### Requisito
Indique, por favor, que número é necessário possuir para fazer o testamento, segundo o excerto selecionado.

Quem pode fazer e como?
Este testamento pode ser feito por cidadãos nacionais, estrangeiros e refugiados – indivíduos que não são titulares de qualquer nacionalidade –, residentes em Portugal, maiores de idade, que “não se encontrem interditos ou inabilitados por anomalia psíquica”, explica o SNS. Para o realizar, é necessário possuir o número de utente do Serviço Nacional de Saúde que pode ser atribuído pelos serviços administrativos do centro de saúde. Além disso, salienta o site, “é recomendado o registo na área pessoal do portal do SNS 24 para acompanhamento do processo”.

[Entradas de dados guardadas]
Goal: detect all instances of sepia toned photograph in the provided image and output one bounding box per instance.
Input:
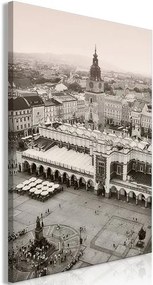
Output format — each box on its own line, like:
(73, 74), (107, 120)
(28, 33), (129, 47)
(8, 2), (152, 282)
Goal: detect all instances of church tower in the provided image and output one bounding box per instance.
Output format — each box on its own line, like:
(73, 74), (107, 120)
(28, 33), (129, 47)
(86, 46), (104, 93)
(85, 46), (105, 131)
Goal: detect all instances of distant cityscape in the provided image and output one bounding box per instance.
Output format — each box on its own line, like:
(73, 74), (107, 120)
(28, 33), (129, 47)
(8, 46), (152, 281)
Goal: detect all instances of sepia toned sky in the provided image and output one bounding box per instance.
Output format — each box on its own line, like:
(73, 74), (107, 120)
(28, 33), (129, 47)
(10, 2), (152, 76)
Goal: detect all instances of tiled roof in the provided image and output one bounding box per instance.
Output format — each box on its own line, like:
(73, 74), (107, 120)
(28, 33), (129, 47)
(23, 93), (44, 106)
(8, 97), (30, 111)
(44, 98), (61, 106)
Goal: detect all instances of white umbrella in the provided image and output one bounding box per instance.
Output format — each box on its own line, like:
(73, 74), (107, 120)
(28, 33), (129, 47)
(22, 185), (30, 191)
(29, 182), (36, 188)
(42, 181), (48, 186)
(36, 184), (43, 189)
(23, 180), (30, 186)
(29, 177), (37, 182)
(53, 184), (60, 188)
(35, 189), (42, 195)
(40, 191), (48, 196)
(48, 187), (54, 193)
(48, 182), (54, 187)
(36, 179), (42, 184)
(16, 184), (24, 190)
(42, 186), (48, 191)
(29, 187), (37, 193)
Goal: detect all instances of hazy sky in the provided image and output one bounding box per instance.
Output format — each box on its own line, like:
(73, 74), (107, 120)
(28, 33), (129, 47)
(10, 2), (152, 75)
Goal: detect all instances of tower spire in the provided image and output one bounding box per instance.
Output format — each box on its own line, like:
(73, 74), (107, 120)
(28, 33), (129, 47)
(95, 44), (97, 54)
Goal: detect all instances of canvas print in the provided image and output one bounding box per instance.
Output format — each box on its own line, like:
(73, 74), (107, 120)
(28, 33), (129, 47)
(8, 2), (152, 282)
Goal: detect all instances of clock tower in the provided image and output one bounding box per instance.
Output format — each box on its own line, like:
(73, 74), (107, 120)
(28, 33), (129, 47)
(86, 47), (104, 93)
(85, 47), (105, 131)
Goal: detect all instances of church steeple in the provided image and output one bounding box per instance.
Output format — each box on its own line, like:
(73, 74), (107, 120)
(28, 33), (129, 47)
(90, 45), (101, 81)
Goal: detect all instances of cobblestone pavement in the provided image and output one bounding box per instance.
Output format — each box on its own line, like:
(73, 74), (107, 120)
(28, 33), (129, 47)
(9, 173), (151, 278)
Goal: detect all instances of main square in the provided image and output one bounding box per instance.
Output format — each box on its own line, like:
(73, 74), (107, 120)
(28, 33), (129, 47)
(8, 2), (152, 282)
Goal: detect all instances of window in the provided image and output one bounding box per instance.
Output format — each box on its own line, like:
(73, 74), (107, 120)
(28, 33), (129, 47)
(117, 165), (121, 175)
(132, 163), (135, 170)
(98, 162), (105, 176)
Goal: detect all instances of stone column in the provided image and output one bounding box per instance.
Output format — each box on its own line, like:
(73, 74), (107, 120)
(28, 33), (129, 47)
(44, 169), (47, 178)
(145, 198), (148, 208)
(53, 173), (55, 181)
(117, 191), (120, 200)
(86, 182), (88, 190)
(105, 188), (111, 199)
(105, 157), (111, 198)
(123, 163), (127, 181)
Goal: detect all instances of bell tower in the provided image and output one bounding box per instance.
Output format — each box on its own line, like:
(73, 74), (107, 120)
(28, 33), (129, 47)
(85, 46), (105, 131)
(86, 46), (104, 93)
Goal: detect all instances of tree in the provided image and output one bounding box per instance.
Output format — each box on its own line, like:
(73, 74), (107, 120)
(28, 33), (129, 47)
(133, 87), (140, 93)
(138, 227), (146, 241)
(68, 82), (82, 93)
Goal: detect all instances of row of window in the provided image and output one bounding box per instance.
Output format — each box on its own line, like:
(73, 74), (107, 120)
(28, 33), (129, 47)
(16, 117), (30, 123)
(132, 163), (151, 174)
(11, 110), (31, 116)
(16, 124), (30, 131)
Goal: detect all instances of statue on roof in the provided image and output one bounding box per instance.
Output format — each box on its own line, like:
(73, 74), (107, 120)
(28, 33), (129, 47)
(36, 216), (41, 229)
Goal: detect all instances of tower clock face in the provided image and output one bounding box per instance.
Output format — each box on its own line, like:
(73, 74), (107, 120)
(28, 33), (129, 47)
(89, 82), (93, 88)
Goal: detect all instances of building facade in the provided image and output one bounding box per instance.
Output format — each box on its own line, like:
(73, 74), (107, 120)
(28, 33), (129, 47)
(8, 97), (32, 135)
(44, 98), (63, 122)
(23, 93), (45, 130)
(18, 124), (152, 207)
(53, 92), (77, 121)
(85, 48), (105, 129)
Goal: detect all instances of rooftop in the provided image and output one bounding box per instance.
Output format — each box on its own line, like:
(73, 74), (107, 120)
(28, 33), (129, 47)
(23, 93), (44, 107)
(44, 98), (61, 107)
(8, 97), (30, 111)
(23, 145), (94, 175)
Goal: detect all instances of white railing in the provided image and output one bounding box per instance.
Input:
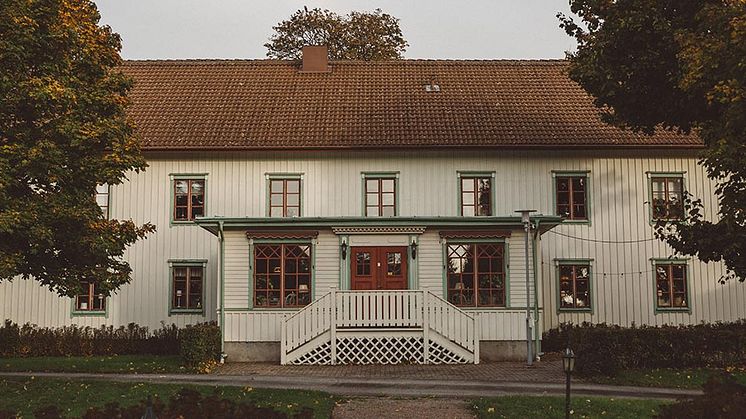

### Caixa de resposta
O número de utente do Serviço Nacional de Saúde.